MicroVision Buys Luminar Assets for $33M, Targets Truck LiDAR Cost Cut
The Redmond sensor maker is applying automotive design-to-cost discipline to LiDAR after acquiring Luminar IP — aiming to make the tech pencil out for commercial fleets beyond robotaxi pilots.

MicroVision paid $33 million for Luminar assets and is now pushing what it calls LiDAR 2.0 — a modular sensor portfolio designed to drop costs enough that commercial truck fleets can spec advanced driver-assistance systems without waiting for full autonomy to arrive.
What went wrong with the first wave of truck LiDAR?
The automated-driving gold rush of the past decade produced hundreds of sensor companies chasing self-driving trucks and robotaxis. Most burned through capital building high-performance systems that never reached volume production. Greg Scharenbroch, MicroVision's vice president of global engineering, said the Silicon Valley playbook was to maximize sensor performance first and assume economies of scale would follow. "The mindset of Silicon Valley was to focus on performance: deliver the highest performance system and solution that you can give. And then over time, volumes will come and prices go down," Scharenbroch said. "But that's not really what happened."

- **SUPPLIED DATA**

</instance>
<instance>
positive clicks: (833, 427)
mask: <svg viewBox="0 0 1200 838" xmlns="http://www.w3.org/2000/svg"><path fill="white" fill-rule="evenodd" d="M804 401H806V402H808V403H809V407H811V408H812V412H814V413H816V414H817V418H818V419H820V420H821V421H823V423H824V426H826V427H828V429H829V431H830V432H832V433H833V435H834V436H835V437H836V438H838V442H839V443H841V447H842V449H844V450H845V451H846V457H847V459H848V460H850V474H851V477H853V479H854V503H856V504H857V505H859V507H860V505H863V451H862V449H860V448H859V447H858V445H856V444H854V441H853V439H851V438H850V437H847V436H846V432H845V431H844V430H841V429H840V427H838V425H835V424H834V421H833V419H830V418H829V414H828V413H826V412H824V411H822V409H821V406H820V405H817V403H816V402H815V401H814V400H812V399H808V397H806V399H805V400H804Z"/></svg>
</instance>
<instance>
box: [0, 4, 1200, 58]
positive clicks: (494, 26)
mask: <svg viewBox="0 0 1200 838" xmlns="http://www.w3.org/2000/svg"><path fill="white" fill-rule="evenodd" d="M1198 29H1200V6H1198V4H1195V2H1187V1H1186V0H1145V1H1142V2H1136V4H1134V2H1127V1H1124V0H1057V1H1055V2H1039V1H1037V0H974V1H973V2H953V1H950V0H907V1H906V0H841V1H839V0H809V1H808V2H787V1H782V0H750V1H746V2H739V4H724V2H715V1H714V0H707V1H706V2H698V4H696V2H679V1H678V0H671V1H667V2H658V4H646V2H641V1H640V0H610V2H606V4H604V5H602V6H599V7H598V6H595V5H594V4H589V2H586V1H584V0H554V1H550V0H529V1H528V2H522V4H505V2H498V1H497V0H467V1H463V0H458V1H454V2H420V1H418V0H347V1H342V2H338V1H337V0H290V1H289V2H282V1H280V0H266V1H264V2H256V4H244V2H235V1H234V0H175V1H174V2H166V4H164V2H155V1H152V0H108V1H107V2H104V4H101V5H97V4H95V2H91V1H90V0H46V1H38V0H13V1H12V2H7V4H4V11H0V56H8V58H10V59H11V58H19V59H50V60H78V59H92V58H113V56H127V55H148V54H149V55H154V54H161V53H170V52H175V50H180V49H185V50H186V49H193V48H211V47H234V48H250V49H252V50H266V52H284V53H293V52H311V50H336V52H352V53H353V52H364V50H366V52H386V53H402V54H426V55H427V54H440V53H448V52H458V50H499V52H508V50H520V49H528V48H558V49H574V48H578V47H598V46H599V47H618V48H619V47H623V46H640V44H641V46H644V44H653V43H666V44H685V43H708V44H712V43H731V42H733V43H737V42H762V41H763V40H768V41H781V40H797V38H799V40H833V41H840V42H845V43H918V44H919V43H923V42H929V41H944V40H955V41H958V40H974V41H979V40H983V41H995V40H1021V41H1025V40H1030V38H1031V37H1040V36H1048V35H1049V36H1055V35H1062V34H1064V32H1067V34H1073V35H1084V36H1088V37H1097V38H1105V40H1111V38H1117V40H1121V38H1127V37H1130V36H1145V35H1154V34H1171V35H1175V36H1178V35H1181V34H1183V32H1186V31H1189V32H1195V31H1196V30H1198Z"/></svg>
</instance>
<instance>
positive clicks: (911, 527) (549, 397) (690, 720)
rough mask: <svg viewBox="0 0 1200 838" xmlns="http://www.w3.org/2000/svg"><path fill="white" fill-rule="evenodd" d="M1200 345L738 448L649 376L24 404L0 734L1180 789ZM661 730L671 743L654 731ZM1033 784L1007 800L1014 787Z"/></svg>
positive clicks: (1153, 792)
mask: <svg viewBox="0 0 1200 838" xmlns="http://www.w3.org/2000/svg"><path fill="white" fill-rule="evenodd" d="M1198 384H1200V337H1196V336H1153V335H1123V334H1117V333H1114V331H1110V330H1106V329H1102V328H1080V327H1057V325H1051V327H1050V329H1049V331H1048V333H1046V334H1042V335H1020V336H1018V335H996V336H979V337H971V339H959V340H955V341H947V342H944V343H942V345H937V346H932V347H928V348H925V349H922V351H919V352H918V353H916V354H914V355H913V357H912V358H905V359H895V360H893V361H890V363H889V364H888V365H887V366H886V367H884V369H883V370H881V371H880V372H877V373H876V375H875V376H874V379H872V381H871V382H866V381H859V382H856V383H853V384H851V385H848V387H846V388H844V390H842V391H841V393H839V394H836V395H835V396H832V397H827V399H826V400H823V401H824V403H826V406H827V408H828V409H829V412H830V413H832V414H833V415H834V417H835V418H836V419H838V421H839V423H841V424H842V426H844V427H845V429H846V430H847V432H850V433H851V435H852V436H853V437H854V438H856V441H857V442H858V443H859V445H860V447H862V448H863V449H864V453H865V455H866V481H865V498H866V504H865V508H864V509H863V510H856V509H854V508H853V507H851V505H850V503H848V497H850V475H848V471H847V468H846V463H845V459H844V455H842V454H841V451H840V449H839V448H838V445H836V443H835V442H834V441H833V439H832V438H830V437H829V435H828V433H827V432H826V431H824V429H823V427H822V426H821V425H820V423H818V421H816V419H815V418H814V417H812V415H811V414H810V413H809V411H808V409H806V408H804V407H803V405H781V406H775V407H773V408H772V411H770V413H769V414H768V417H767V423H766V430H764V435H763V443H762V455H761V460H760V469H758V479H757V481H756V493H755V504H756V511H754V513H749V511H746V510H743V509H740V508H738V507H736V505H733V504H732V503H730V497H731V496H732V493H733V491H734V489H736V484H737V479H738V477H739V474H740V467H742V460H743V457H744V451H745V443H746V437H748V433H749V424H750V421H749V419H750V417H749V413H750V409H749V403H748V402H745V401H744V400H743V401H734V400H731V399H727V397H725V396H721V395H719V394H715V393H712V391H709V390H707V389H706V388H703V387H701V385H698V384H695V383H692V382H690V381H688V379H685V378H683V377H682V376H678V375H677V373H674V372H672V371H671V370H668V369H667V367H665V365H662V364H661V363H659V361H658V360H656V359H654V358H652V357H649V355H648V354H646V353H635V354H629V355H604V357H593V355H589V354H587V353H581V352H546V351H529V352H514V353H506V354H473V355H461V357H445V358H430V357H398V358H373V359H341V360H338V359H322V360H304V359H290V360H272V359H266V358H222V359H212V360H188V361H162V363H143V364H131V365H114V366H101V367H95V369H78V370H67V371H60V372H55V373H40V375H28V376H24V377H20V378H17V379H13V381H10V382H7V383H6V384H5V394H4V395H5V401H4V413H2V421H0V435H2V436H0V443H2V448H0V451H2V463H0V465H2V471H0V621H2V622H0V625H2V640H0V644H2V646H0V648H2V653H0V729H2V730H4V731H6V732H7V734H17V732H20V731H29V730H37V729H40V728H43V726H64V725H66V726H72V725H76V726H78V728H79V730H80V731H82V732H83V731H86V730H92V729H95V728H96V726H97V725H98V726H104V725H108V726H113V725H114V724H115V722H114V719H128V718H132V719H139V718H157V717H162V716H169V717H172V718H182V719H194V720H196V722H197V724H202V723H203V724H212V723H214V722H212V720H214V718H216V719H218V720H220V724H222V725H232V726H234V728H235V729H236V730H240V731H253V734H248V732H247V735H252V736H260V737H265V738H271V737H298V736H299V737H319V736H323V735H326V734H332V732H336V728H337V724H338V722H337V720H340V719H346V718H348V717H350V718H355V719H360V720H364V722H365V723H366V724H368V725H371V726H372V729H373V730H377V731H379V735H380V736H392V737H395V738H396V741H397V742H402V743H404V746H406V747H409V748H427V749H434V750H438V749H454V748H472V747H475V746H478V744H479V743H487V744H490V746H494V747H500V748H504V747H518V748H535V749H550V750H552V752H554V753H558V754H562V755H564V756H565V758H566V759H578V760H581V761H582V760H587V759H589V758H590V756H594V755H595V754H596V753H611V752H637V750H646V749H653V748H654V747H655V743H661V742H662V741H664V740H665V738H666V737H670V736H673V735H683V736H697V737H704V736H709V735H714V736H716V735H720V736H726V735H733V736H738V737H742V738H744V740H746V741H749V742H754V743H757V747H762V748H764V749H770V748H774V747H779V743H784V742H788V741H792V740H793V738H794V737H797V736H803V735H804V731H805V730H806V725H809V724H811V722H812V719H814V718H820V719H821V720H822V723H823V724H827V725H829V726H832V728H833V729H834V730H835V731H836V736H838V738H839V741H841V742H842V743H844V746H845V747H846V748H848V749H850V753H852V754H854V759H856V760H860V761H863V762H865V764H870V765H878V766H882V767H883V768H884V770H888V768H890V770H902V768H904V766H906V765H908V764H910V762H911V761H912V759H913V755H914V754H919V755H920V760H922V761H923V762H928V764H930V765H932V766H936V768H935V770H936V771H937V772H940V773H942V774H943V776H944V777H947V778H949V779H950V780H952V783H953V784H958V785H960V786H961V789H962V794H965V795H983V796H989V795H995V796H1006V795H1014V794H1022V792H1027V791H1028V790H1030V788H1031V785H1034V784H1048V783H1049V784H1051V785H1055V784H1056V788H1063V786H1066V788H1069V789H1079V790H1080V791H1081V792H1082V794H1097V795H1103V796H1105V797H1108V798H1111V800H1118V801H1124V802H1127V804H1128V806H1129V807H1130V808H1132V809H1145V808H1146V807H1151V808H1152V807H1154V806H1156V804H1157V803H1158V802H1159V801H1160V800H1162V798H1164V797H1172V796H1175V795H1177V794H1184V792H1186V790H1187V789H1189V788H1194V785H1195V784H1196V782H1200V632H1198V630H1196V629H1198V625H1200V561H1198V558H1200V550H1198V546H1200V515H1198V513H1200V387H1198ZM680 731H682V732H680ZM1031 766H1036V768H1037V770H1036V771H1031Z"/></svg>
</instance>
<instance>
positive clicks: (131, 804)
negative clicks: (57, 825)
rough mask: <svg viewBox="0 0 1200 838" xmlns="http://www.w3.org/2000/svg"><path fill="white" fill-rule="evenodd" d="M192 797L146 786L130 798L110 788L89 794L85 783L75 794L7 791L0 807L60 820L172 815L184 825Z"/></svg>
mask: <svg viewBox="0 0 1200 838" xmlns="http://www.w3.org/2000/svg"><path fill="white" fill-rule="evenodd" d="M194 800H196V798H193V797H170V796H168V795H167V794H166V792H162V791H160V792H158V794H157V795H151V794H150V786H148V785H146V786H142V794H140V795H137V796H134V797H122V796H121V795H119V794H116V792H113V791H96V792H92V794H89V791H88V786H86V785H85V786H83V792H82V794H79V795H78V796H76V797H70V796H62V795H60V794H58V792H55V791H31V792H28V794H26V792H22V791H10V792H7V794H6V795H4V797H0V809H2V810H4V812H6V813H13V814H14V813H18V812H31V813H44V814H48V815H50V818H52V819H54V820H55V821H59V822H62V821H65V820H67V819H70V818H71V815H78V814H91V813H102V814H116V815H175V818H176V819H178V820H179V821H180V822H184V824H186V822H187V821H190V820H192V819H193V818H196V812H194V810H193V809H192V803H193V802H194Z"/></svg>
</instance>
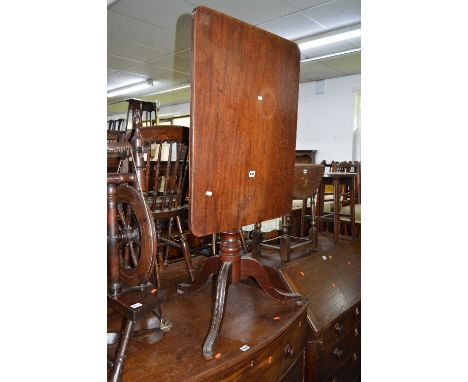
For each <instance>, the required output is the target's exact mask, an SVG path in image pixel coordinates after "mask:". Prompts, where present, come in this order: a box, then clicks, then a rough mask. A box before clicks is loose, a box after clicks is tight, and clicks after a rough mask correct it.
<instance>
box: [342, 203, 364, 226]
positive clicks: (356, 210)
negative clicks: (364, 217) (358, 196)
mask: <svg viewBox="0 0 468 382" xmlns="http://www.w3.org/2000/svg"><path fill="white" fill-rule="evenodd" d="M341 213H342V214H348V215H349V214H350V213H351V208H350V206H344V207H341ZM340 219H341V220H343V221H347V222H349V221H350V220H351V219H350V218H349V216H341V217H340ZM354 222H355V223H359V224H361V205H360V204H355V205H354Z"/></svg>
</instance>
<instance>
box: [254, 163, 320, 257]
mask: <svg viewBox="0 0 468 382" xmlns="http://www.w3.org/2000/svg"><path fill="white" fill-rule="evenodd" d="M324 170H325V167H324V166H323V165H321V164H319V165H316V164H299V163H296V164H295V165H294V188H293V199H294V200H302V207H301V235H300V236H301V237H294V236H291V235H290V233H289V229H290V214H288V215H285V216H284V217H283V234H282V235H281V236H279V237H277V238H274V239H270V240H265V241H263V242H261V243H255V245H253V247H254V250H253V252H254V254H255V255H259V256H261V257H266V258H269V259H270V258H271V254H273V255H275V254H278V253H279V255H280V258H281V261H282V262H289V261H291V254H292V253H295V254H298V256H297V257H301V256H303V255H308V254H310V253H311V250H316V249H317V247H318V234H317V232H318V231H317V227H316V225H315V195H316V193H317V189H318V187H319V185H320V182H321V180H322V177H323V173H324ZM309 197H310V198H311V214H310V215H309V216H308V215H306V209H307V200H308V198H309ZM306 217H310V222H311V224H310V229H309V235H308V238H304V237H303V235H304V231H305V219H306ZM259 228H260V225H259V224H257V225H256V226H255V230H256V231H257V232H256V234H255V235H253V237H254V238H255V240H257V241H258V238H259V237H261V236H260V234H259V233H258V230H259Z"/></svg>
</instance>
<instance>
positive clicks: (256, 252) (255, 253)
mask: <svg viewBox="0 0 468 382" xmlns="http://www.w3.org/2000/svg"><path fill="white" fill-rule="evenodd" d="M261 228H262V223H255V229H254V231H253V232H252V254H253V255H254V256H256V255H259V254H260V243H261V242H262V241H263V238H262V231H261Z"/></svg>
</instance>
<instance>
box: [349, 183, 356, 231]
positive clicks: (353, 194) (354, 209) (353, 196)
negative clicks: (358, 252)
mask: <svg viewBox="0 0 468 382" xmlns="http://www.w3.org/2000/svg"><path fill="white" fill-rule="evenodd" d="M349 189H350V206H349V208H350V212H351V217H350V220H351V223H350V226H351V227H350V228H351V238H354V237H355V235H354V219H355V207H354V206H355V201H356V199H355V194H354V179H353V180H352V182H351V184H350V186H349Z"/></svg>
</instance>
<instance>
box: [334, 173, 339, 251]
mask: <svg viewBox="0 0 468 382" xmlns="http://www.w3.org/2000/svg"><path fill="white" fill-rule="evenodd" d="M333 198H334V210H333V236H334V238H335V242H337V241H338V235H339V234H340V209H341V208H340V198H341V190H340V180H339V179H338V178H334V179H333Z"/></svg>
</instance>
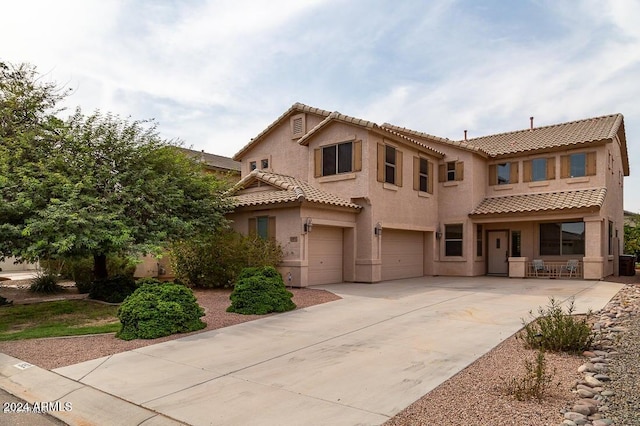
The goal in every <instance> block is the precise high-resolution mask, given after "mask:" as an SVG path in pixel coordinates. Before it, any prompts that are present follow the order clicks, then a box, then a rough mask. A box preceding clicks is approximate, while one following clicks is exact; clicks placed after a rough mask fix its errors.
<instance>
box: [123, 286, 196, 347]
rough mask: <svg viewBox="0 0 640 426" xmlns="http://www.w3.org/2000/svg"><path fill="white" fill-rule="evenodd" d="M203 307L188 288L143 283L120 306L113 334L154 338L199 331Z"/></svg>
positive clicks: (149, 338)
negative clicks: (174, 334) (120, 323)
mask: <svg viewBox="0 0 640 426" xmlns="http://www.w3.org/2000/svg"><path fill="white" fill-rule="evenodd" d="M203 315H204V310H203V309H202V308H201V307H200V306H199V305H198V302H197V300H196V298H195V296H194V295H193V292H192V291H191V289H189V288H187V287H185V286H183V285H181V284H175V283H172V282H167V283H161V284H144V285H142V286H141V287H140V288H138V289H137V290H136V291H135V292H134V293H133V294H132V295H131V296H129V297H127V299H126V300H125V301H124V302H123V303H122V305H120V308H119V309H118V318H119V319H120V322H121V324H122V327H121V328H120V331H119V332H118V333H117V334H116V336H117V337H119V338H121V339H123V340H132V339H155V338H158V337H163V336H168V335H171V334H175V333H186V332H189V331H195V330H200V329H202V328H204V327H205V326H206V324H205V323H204V322H202V320H200V317H202V316H203Z"/></svg>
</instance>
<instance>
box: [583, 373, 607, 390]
mask: <svg viewBox="0 0 640 426" xmlns="http://www.w3.org/2000/svg"><path fill="white" fill-rule="evenodd" d="M584 382H585V383H586V384H587V385H588V386H591V387H592V388H594V387H596V386H602V385H603V383H602V382H601V381H600V380H598V379H596V378H595V377H592V376H584Z"/></svg>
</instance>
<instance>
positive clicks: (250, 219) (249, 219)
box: [249, 217, 258, 237]
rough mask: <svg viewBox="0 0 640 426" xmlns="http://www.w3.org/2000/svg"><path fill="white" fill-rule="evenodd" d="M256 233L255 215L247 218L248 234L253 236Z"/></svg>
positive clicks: (256, 221)
mask: <svg viewBox="0 0 640 426" xmlns="http://www.w3.org/2000/svg"><path fill="white" fill-rule="evenodd" d="M257 233H258V222H257V221H256V218H255V217H250V218H249V235H250V236H252V237H255V236H256V234H257Z"/></svg>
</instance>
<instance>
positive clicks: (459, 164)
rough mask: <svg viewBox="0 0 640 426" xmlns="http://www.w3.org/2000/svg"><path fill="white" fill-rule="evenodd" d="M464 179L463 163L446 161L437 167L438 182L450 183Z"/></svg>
mask: <svg viewBox="0 0 640 426" xmlns="http://www.w3.org/2000/svg"><path fill="white" fill-rule="evenodd" d="M463 179H464V163H463V162H462V161H448V162H446V163H444V164H440V165H439V166H438V182H452V181H459V180H463Z"/></svg>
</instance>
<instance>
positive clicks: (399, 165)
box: [395, 149, 402, 186]
mask: <svg viewBox="0 0 640 426" xmlns="http://www.w3.org/2000/svg"><path fill="white" fill-rule="evenodd" d="M395 178H396V179H395V180H396V186H402V151H400V150H399V149H396V176H395Z"/></svg>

- **TASK REQUIREMENTS**
According to the article on MicroVision's LiDAR plans, why did most sensor companies from the automated-driving boom fail? Answer in one to three sentences. Draw only on the text, not the records.

- **ANSWER SECTION**
They followed a Silicon Valley approach of building the highest-performance sensors first, assuming volumes would grow and prices would fall over time. That did not happen, and most burned through capital on systems that never reached volume production.